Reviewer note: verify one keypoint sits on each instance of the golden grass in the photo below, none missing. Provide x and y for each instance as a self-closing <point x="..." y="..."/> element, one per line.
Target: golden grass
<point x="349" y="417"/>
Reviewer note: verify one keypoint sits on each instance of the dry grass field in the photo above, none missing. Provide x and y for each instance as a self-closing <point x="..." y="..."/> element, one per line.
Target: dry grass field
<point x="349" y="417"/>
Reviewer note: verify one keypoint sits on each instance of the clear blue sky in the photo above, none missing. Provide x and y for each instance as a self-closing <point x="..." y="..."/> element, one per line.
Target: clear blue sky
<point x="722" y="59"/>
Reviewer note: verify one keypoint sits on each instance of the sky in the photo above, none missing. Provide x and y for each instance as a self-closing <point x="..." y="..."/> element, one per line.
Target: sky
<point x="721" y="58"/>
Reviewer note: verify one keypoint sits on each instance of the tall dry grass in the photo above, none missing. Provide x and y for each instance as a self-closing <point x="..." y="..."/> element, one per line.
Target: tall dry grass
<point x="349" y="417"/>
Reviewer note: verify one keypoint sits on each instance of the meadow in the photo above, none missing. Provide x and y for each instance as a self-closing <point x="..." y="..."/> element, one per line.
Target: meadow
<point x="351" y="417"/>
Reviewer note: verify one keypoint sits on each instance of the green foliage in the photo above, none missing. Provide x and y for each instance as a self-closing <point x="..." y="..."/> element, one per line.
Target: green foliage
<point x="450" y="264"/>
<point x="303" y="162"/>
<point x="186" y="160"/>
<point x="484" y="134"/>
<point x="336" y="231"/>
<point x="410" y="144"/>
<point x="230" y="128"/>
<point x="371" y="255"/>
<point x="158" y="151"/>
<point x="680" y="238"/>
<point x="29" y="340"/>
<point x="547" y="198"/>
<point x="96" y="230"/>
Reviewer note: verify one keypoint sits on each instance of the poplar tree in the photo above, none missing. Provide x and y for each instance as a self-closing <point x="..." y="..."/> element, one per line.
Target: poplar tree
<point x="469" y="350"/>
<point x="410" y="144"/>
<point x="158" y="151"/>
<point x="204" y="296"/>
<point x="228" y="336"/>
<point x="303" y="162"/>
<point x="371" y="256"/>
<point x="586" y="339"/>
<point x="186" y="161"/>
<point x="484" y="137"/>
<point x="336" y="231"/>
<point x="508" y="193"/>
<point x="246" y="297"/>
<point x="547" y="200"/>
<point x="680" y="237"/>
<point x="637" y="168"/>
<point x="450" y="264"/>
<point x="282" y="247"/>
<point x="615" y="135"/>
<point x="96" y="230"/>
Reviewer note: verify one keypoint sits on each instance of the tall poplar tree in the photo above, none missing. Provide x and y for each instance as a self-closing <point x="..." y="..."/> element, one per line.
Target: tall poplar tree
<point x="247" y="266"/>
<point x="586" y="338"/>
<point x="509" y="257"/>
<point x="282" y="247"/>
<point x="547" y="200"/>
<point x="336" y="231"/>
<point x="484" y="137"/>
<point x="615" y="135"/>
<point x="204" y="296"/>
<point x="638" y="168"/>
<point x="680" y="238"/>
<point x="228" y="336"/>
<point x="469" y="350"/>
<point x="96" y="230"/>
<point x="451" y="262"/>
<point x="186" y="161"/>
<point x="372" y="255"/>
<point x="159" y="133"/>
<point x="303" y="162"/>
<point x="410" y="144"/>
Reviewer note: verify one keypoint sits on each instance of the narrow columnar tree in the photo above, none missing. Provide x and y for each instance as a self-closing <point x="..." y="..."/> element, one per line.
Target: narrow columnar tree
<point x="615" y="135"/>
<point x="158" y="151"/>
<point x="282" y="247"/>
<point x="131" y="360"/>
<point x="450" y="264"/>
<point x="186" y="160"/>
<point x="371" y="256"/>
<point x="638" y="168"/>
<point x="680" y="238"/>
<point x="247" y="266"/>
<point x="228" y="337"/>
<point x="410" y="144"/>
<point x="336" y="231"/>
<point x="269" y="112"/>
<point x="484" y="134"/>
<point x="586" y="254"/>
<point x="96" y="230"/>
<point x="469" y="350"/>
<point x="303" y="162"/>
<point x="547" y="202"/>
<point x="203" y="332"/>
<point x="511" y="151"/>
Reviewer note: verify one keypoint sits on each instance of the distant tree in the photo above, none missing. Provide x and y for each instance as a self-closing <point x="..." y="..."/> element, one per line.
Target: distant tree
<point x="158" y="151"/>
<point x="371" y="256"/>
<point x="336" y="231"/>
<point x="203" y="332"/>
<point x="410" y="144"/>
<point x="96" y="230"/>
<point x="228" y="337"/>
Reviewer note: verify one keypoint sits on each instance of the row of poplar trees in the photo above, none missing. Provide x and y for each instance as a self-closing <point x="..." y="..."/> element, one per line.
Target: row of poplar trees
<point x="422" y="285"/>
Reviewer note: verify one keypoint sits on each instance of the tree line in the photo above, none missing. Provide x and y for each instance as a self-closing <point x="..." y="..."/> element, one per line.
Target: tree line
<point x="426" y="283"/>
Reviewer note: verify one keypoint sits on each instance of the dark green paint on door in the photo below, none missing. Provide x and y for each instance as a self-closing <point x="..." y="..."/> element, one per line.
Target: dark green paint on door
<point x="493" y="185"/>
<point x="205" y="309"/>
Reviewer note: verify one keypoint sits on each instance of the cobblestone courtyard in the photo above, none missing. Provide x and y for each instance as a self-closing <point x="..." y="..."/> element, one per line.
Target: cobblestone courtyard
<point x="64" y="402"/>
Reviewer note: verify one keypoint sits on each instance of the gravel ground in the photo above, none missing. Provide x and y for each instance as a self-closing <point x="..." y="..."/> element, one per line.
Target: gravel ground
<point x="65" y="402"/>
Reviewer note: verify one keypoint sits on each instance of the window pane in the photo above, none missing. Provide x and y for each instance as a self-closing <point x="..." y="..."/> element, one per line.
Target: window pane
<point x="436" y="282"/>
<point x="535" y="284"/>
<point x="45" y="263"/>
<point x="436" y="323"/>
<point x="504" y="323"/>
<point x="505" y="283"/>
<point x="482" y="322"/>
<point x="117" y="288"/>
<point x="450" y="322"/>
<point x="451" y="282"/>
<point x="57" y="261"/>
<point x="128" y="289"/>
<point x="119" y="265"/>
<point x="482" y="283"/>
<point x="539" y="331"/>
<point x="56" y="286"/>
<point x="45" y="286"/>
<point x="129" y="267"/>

# # #

#### [WRITTEN INSTRUCTION]
Every record shown above should be written out again exactly.

#### [RESPONSE TO THE EXERCISE]
Reviewer note: verify one keypoint sits on each instance of the golden grass in the photo below, none missing. Provide x and y for each instance as a self-closing <point x="..." y="..."/> element, one per line.
Target: golden grass
<point x="349" y="417"/>
Reviewer note: verify one keypoint sits on each instance of the dry grass field in the photo above, none missing. Provide x and y for each instance as a self-closing <point x="..." y="..."/> element, one per line.
Target: dry grass field
<point x="349" y="417"/>
Reviewer note: verify one keypoint sits on each instance of the clear blue sky in the photo above, none missing. Provide x and y for each instance as a self-closing <point x="..." y="..."/> element, one per line.
Target: clear blue sky
<point x="722" y="59"/>
Reviewer note: verify one keypoint sits on each instance of the sky in the photo above, none missing. Provide x and y for each instance as a self-closing <point x="..." y="..."/> element, one per line.
Target: sky
<point x="721" y="58"/>
Reviewer note: verify one keypoint sits on each instance of the tall dry grass in the photo above, none missing. Provide x and y for each instance as a self-closing <point x="..." y="..."/> element, one per line.
Target: tall dry grass
<point x="349" y="417"/>
Reviewer note: verify one keypoint sits on each instance of the meadow in the photo above, none missing. Provide x and y for each instance as a self-closing <point x="..." y="..."/> element, one per line.
Target: meadow
<point x="351" y="417"/>
Reviewer note: verify one keypoint sits on each instance of the green foliage in the photo above, none missing. Provide x and y for each instance as a self-closing <point x="..." y="..."/> element, one per line.
Target: green foliage
<point x="450" y="264"/>
<point x="303" y="162"/>
<point x="186" y="160"/>
<point x="484" y="134"/>
<point x="336" y="231"/>
<point x="410" y="144"/>
<point x="230" y="128"/>
<point x="371" y="255"/>
<point x="158" y="151"/>
<point x="680" y="238"/>
<point x="29" y="340"/>
<point x="547" y="198"/>
<point x="96" y="230"/>
Reviewer note: verify one keypoint sits on each instance of the poplar tree in the photo above, none missing. Provide x and y for each instance as a self-closing <point x="..." y="..."/> element, one per line.
Target: poplar tree
<point x="469" y="350"/>
<point x="410" y="144"/>
<point x="158" y="151"/>
<point x="204" y="296"/>
<point x="228" y="336"/>
<point x="303" y="162"/>
<point x="371" y="256"/>
<point x="586" y="339"/>
<point x="186" y="161"/>
<point x="484" y="137"/>
<point x="336" y="231"/>
<point x="508" y="193"/>
<point x="246" y="297"/>
<point x="547" y="200"/>
<point x="680" y="237"/>
<point x="637" y="168"/>
<point x="450" y="264"/>
<point x="282" y="247"/>
<point x="615" y="135"/>
<point x="96" y="230"/>
Reviewer note: verify one keypoint sits on each instance of the tall poplar tree in the photo above, none missing. Provide x and y for each instance as a self-closing <point x="..." y="..."/> element, one per line.
Target: tall poplar tree
<point x="247" y="266"/>
<point x="586" y="338"/>
<point x="509" y="257"/>
<point x="282" y="247"/>
<point x="547" y="200"/>
<point x="336" y="231"/>
<point x="484" y="137"/>
<point x="615" y="135"/>
<point x="204" y="296"/>
<point x="638" y="168"/>
<point x="680" y="238"/>
<point x="228" y="336"/>
<point x="469" y="350"/>
<point x="96" y="230"/>
<point x="451" y="262"/>
<point x="186" y="161"/>
<point x="372" y="255"/>
<point x="159" y="133"/>
<point x="303" y="162"/>
<point x="410" y="144"/>
Reviewer note: verify one keypoint sits on each instance of the narrow columnar tree in the photo above, none missing. Provide x and y for each instance as a self-closing <point x="..." y="..."/> element, one per line.
Target: narrow columnar tree
<point x="615" y="135"/>
<point x="158" y="151"/>
<point x="282" y="247"/>
<point x="131" y="360"/>
<point x="450" y="264"/>
<point x="186" y="160"/>
<point x="371" y="256"/>
<point x="638" y="168"/>
<point x="680" y="238"/>
<point x="247" y="266"/>
<point x="228" y="337"/>
<point x="410" y="144"/>
<point x="336" y="231"/>
<point x="269" y="112"/>
<point x="484" y="134"/>
<point x="586" y="254"/>
<point x="96" y="230"/>
<point x="469" y="350"/>
<point x="303" y="162"/>
<point x="547" y="202"/>
<point x="203" y="332"/>
<point x="511" y="151"/>
Reviewer note: verify one keypoint sits on each instance of the distant tree in the photo above, none missing. Provide x and y for each instance as a self-closing <point x="..." y="..."/> element, one per line.
Target: distant tree
<point x="158" y="151"/>
<point x="371" y="256"/>
<point x="336" y="231"/>
<point x="203" y="332"/>
<point x="410" y="144"/>
<point x="96" y="230"/>
<point x="228" y="337"/>
Reviewer note: verify one keypoint sits on each instance of the row of poplar trees in the photo above, none missing. Provide x and y for each instance as a self-closing <point x="..." y="..."/> element, one per line.
Target: row of poplar trees
<point x="422" y="285"/>
Reviewer note: verify one keypoint sits on each instance of the tree line in the photo above, none missing. Provide x and y for each instance as a self-closing <point x="..." y="..."/> element, one per line.
Target: tree line
<point x="426" y="283"/>
Reviewer note: verify one keypoint sits on each instance of the dark green paint on door in the photo below, none missing. Provide x and y for each instance as a self-closing <point x="..." y="..."/> element, one per line.
Target: dark green paint on door
<point x="493" y="185"/>
<point x="205" y="309"/>
Reviewer note: verify one keypoint sits on each instance of the cobblestone courtyard in the photo above, none missing. Provide x and y for each instance as a self-closing <point x="..." y="..."/> element, one per line.
Target: cobblestone courtyard
<point x="64" y="402"/>
Reviewer note: verify one keypoint sits on each instance of the gravel ground in the photo above, none missing. Provide x and y for each instance as a self-closing <point x="..." y="..."/> element, one per line.
Target: gravel ground
<point x="65" y="402"/>
Reviewer note: verify one keypoint sits on each instance of the window pane in the photo above, none missing. Provide x and y for each instance as a self-closing <point x="..." y="..."/> element, one per line.
Target: window pane
<point x="436" y="282"/>
<point x="535" y="284"/>
<point x="45" y="263"/>
<point x="436" y="323"/>
<point x="504" y="323"/>
<point x="505" y="283"/>
<point x="482" y="322"/>
<point x="117" y="288"/>
<point x="450" y="322"/>
<point x="451" y="282"/>
<point x="57" y="261"/>
<point x="128" y="289"/>
<point x="119" y="265"/>
<point x="482" y="283"/>
<point x="539" y="331"/>
<point x="56" y="286"/>
<point x="45" y="286"/>
<point x="129" y="267"/>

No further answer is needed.